# TEXTAUSZUG
↓↓↓
Es riecht nach früher

Irgendwann zwischen acht und neun Uhr abends, ich reite am Waldrand entlang, ein paar hundert Meter weiter, am anderen Ende der Wiese stehen Häuser, der Vollmond hängt weiss und rund am Himmel und es riecht nach frisch geschnittenem Rasen. Der Geruch muss von den Häusern her kommen, denn die Wiese ist noch nicht geschnitten, noch ist der Boden zu weich, die Traktoren würden tiefe Spuren hinterlassen. Noch am Montag war hier in der Senke eine Pfütze in der sich, wäre sie noch ein wenig länger geblieben, sicher Enten angesiedelt hätten.

Als ich um die nächste Kurve reite und freie Sicht auf den Dämmerungshimmel habe, staune ich. Violettrotorangegelbhellblaugrau leuchtet es am Horizont.

Das Pferd zieht zum Brunnen, taucht die Nase ins Wasser und atmet aus, grosse Blasen steigen an die Wasseroberfläche. Es riecht nach früher, nach Vita-Parcours mit dem Herrn Papa vor mehr als zwanzig Jahren. Ich denke an meine Kindheit, und frage mich, ob ich heute anders wäre, wenn ich meinen Vater häufiger als alle paar Wochen und später alle paar Monate, dann Jahre, gesehen hätte. Ob ich glücklicher gewesen wäre in einer sogenannt heilen Familie, mit Mutter und Vater im selben Haus. Ob ich gelernt hätte, mit Leuten zu reden, wenn es mir nicht gut geht oder ob ich genau so verschwiegen gewesen wäre.

Unnötige Gedanken sind das, reine Gedankenverschwendung. Niemand weiss, wie es hätte sein können oder wie es gewesen wäre. Das ist das gute an der Tatsache, dass niemand weiss, wie Dinge, die nicht passiert sind, hätten passieren können: wir wissen nicht, was wir verpasst haben, was uns vorenthalten wurde. Und es lohnt sich nicht, einer Sache hinterherzutrauern, die man niemals hätte haben können.

Als ich den Wald hinunter reite, verschmilzt der Monsterpferdehals in der Dämmerung mit dem Waldboden, das Tier unter mir verschwindet, ich sitze in der Luft und bewege mich wie durch Zauberhand durch den Wald. Ein paar Sekunden dauert die Illusion, das seltsame Gefühl, in einer anderen Welt gelandet zu sein, dann bin ich zurück, das Pferd ist zurück, der Waldboden hat es wieder freigegeben, und ich bin froh, dass ich immer nur einen Augenblick lang verrückt bin.
↑↑↑
# ARBEITSANWEISUNG A
Tragen Sie alle Zeilen aus den Einträgen zusammen, in denen das Wort „green“ vorkommt.

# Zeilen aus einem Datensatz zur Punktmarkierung
↓↓↓
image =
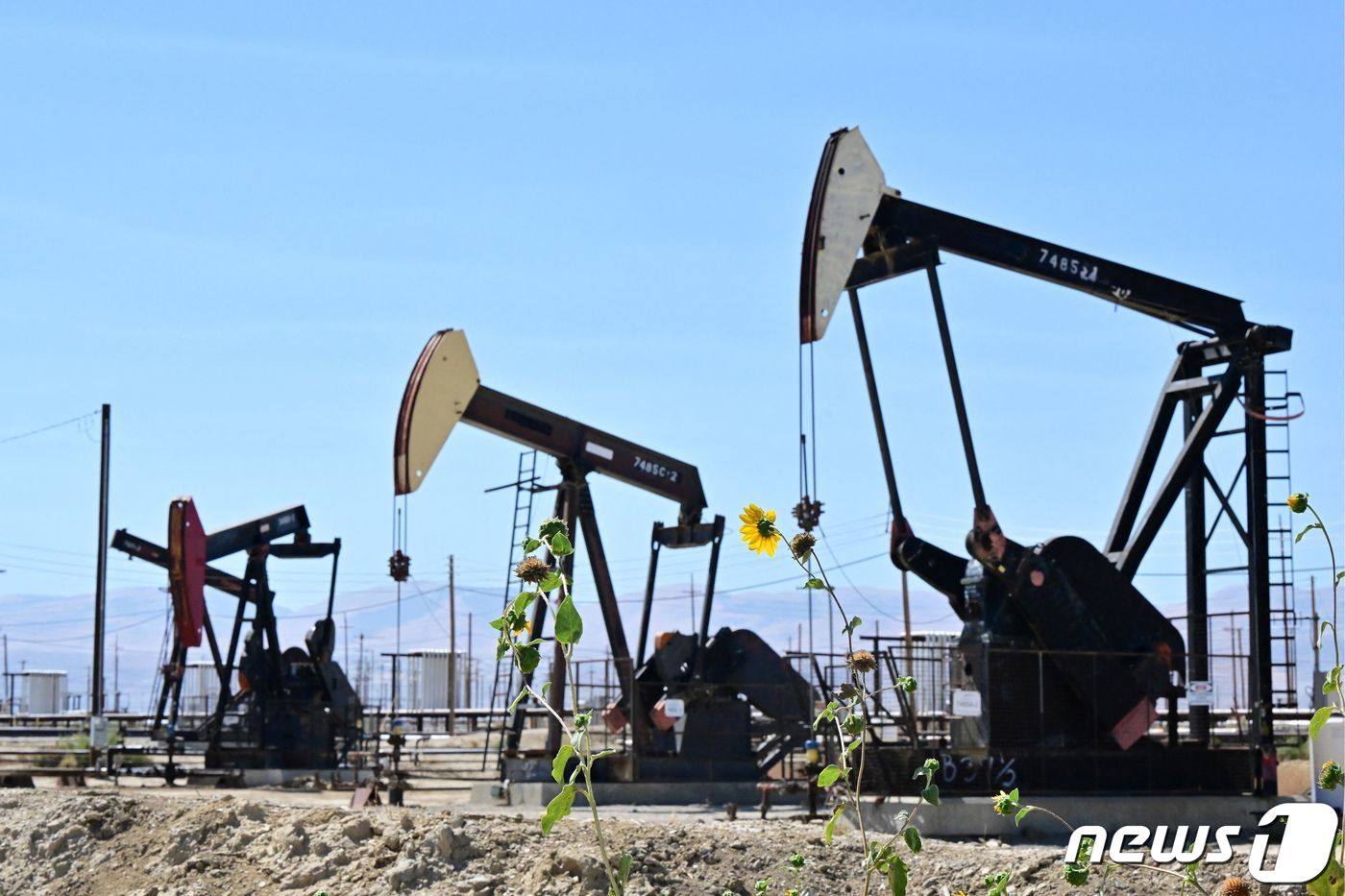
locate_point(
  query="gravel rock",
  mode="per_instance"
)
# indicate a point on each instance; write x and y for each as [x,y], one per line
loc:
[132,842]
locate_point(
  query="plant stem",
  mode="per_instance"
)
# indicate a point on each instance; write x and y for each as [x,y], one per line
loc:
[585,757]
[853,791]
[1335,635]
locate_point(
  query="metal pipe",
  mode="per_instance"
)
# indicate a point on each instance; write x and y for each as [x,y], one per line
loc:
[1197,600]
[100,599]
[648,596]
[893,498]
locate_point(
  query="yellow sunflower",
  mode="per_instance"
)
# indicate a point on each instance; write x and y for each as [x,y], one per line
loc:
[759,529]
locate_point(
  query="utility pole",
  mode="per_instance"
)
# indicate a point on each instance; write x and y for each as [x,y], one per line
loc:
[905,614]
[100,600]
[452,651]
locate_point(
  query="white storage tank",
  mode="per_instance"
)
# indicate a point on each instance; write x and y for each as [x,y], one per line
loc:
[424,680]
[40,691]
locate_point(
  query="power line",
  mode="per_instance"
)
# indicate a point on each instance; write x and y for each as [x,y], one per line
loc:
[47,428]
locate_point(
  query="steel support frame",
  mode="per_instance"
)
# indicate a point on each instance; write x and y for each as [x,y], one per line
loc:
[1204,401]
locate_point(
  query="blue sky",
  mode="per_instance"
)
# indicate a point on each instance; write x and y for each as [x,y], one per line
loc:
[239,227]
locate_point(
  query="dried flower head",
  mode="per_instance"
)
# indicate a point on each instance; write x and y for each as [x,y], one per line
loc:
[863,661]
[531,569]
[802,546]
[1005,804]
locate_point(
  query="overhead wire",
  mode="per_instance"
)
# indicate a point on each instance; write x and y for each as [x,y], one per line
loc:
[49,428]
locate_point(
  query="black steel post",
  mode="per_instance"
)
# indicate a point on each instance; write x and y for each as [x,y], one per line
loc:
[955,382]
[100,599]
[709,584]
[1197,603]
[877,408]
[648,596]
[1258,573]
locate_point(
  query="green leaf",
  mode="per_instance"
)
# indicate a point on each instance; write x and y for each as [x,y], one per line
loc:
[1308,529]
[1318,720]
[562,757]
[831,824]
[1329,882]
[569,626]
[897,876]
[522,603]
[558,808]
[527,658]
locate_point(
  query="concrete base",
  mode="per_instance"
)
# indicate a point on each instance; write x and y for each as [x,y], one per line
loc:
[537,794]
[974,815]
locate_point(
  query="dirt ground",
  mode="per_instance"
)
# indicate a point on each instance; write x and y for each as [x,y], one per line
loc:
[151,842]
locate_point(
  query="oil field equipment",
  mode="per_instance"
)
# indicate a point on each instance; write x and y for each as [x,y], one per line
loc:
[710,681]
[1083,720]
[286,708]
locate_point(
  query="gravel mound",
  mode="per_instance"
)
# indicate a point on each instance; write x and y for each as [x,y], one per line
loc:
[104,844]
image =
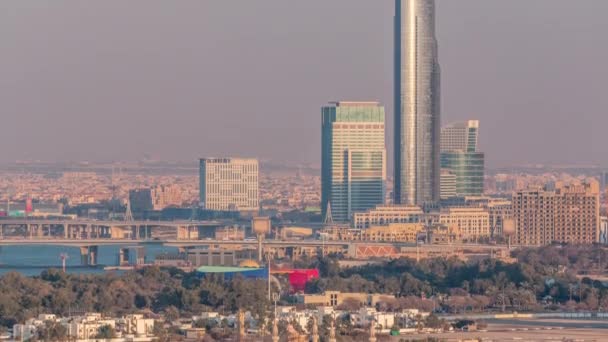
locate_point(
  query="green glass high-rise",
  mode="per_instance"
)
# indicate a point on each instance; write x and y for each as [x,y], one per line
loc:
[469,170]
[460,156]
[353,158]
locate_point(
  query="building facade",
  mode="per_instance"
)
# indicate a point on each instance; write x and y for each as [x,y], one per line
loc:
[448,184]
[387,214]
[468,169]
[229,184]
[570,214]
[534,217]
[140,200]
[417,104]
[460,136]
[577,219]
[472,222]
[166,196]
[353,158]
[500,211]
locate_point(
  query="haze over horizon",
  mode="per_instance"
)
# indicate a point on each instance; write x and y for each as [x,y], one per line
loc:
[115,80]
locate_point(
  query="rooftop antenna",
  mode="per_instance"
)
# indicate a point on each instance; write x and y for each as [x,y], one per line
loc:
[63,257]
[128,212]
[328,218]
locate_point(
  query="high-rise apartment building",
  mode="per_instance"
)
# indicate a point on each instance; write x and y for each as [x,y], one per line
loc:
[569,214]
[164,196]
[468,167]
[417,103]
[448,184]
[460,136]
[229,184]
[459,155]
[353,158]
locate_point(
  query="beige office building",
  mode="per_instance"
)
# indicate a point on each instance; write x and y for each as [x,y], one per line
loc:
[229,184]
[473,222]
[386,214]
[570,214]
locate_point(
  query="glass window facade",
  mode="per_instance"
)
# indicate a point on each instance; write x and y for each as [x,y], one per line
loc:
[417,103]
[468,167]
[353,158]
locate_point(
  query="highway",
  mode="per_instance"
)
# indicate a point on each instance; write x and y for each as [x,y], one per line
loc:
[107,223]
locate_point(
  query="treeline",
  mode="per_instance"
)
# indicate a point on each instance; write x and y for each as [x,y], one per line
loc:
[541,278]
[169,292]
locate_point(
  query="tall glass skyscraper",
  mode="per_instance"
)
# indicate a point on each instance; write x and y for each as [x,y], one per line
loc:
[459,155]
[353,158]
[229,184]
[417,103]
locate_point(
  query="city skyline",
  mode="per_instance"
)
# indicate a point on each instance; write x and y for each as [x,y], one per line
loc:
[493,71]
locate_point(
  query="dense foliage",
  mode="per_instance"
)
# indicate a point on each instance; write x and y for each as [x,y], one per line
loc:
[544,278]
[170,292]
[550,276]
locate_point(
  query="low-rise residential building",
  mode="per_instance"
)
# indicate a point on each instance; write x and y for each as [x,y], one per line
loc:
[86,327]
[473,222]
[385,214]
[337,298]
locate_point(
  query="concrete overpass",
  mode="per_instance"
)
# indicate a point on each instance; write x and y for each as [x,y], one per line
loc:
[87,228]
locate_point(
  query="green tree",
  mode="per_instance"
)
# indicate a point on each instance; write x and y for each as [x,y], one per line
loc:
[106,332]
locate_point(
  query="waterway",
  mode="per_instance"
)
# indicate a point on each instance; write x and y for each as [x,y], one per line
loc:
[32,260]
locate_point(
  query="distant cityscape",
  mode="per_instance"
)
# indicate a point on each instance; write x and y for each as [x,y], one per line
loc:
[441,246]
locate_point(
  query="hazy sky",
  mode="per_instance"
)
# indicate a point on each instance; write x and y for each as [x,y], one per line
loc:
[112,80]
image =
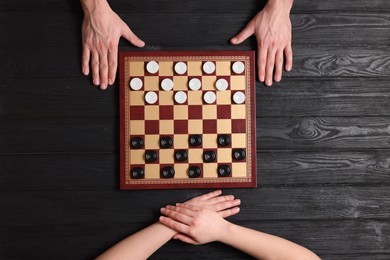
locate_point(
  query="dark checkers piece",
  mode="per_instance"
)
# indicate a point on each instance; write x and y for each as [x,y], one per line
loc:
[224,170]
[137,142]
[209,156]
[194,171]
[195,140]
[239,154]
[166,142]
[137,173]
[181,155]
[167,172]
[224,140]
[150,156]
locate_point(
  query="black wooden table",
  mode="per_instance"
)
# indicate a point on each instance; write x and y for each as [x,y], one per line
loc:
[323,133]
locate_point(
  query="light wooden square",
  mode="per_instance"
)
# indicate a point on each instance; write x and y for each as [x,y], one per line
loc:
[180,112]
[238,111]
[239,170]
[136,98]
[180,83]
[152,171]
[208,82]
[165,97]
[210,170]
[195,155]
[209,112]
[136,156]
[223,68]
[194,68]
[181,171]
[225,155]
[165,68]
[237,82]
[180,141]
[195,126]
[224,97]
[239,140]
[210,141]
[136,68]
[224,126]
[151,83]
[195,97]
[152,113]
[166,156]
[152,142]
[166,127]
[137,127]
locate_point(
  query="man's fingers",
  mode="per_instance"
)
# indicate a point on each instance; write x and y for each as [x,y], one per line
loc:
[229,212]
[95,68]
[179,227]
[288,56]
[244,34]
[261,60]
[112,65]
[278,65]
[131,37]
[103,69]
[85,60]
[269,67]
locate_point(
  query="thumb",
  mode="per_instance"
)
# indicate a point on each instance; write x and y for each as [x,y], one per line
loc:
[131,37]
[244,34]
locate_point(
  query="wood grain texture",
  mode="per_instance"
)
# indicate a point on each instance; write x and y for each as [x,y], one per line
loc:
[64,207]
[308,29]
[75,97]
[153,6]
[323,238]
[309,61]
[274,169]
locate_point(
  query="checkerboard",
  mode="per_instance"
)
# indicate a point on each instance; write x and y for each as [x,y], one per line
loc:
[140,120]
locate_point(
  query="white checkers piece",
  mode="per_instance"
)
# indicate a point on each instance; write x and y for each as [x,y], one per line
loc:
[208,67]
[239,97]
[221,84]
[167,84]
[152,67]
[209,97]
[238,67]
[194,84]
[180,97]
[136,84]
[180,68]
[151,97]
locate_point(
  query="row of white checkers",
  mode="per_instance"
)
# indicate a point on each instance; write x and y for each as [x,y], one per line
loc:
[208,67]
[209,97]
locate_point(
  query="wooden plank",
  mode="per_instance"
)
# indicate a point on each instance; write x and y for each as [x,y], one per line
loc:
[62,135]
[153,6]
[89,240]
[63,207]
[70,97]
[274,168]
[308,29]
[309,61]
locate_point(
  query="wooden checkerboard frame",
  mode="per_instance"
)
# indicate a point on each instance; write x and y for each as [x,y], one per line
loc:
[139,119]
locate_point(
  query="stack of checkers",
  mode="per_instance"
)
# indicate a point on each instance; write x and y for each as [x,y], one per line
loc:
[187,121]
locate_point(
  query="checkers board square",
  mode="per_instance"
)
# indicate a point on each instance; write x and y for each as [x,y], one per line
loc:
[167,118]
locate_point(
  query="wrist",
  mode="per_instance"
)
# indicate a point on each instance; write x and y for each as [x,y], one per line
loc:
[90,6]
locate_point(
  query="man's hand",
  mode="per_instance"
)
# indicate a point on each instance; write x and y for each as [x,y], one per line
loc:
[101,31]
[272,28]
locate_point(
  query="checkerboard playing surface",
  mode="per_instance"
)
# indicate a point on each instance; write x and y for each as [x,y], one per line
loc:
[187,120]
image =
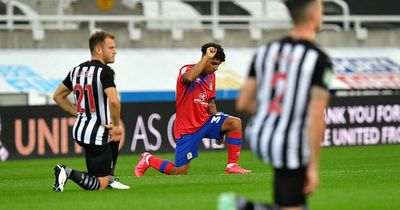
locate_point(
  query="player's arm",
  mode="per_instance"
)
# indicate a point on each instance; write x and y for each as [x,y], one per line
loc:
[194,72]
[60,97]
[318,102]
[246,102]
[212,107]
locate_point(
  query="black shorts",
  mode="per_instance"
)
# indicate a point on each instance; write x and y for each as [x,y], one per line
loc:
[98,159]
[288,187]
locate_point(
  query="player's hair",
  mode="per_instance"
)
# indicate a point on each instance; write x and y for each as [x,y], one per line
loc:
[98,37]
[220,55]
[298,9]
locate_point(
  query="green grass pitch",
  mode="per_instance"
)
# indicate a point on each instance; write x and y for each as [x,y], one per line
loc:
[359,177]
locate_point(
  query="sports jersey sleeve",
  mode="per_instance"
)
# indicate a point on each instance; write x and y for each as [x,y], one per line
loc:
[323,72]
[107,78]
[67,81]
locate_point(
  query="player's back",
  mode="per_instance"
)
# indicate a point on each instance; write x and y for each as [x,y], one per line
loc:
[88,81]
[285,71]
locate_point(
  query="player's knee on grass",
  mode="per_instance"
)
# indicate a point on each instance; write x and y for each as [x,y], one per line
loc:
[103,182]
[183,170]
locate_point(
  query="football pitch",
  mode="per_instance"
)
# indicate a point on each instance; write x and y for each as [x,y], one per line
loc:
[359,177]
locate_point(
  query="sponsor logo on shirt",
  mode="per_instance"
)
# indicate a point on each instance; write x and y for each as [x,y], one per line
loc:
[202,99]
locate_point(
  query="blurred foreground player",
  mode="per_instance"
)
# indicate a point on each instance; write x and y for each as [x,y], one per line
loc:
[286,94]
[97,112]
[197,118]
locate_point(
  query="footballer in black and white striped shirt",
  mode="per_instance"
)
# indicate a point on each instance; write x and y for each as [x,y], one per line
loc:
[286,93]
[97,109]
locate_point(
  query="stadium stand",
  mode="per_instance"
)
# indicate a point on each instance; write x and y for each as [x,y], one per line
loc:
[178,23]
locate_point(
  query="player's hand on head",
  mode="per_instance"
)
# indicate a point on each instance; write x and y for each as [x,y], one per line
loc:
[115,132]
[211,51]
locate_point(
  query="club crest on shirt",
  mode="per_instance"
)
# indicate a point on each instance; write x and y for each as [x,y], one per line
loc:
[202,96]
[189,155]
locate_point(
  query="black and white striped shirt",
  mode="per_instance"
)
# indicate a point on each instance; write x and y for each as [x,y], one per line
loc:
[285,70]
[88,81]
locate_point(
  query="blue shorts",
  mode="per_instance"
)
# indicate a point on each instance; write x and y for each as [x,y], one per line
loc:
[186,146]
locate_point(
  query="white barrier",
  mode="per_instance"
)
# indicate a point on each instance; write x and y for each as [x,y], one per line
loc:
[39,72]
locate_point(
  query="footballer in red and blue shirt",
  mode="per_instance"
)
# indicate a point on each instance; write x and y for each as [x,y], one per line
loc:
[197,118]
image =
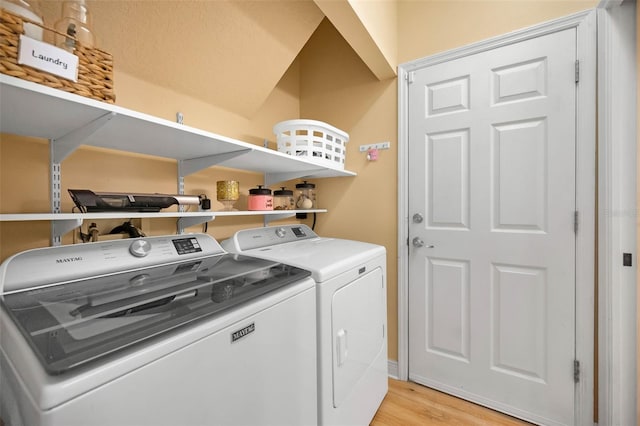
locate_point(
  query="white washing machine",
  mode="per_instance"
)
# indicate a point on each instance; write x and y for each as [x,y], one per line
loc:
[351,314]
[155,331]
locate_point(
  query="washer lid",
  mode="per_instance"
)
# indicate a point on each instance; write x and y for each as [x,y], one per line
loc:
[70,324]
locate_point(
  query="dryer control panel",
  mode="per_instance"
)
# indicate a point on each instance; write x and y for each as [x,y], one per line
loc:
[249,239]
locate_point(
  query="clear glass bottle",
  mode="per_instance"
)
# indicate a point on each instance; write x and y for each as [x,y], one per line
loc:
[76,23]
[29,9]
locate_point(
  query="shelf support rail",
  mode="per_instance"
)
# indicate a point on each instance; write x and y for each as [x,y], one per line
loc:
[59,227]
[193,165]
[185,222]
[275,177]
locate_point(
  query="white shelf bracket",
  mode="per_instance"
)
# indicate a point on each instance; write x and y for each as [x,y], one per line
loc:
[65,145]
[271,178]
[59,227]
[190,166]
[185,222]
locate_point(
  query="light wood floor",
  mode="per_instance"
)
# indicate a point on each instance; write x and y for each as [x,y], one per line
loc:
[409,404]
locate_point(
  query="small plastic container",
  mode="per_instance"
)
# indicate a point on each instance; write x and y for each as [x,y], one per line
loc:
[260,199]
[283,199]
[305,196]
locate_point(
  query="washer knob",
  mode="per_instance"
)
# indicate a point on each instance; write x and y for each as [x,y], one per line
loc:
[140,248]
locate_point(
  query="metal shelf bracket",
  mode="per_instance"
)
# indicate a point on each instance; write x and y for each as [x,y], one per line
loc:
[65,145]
↑↑↑
# ARBEITSANWEISUNG B
Fassen Sie den Absatz des Textauszugs oben, der mit „Irgendwann zwischen acht und neun Uhr abends“ beginnt, als knappe Stichpunktliste zusammen und behalten Sie dabei die wesentlichen Fakten bei.

# SCHRIFTLICHE LÖSUNG A
  query="green leaf",
  query="green glass high-rise",
  query="green tree",
  query="green grass pitch",

# SCHRIFTLICHE LÖSUNG B
- Zeitpunkt: zwischen acht und neun Uhr abends, Ritt am Waldrand entlang
- Einige hundert Meter weiter, am anderen Ende der Wiese, stehen Häuser.
- Der Vollmond hängt weiß und rund am Himmel.
- Es riecht nach frisch geschnittenem Rasen. Der Geruch muss von den Häusern kommen, da die Wiese noch nicht geschnitten ist.
- Der Boden ist noch zu weich, Traktoren würden tiefe Spuren hinterlassen.
- Noch am Montag war in der Senke eine Pfütze. Hätte sie länger bestanden, hätten sich dort sicher Enten angesiedelt.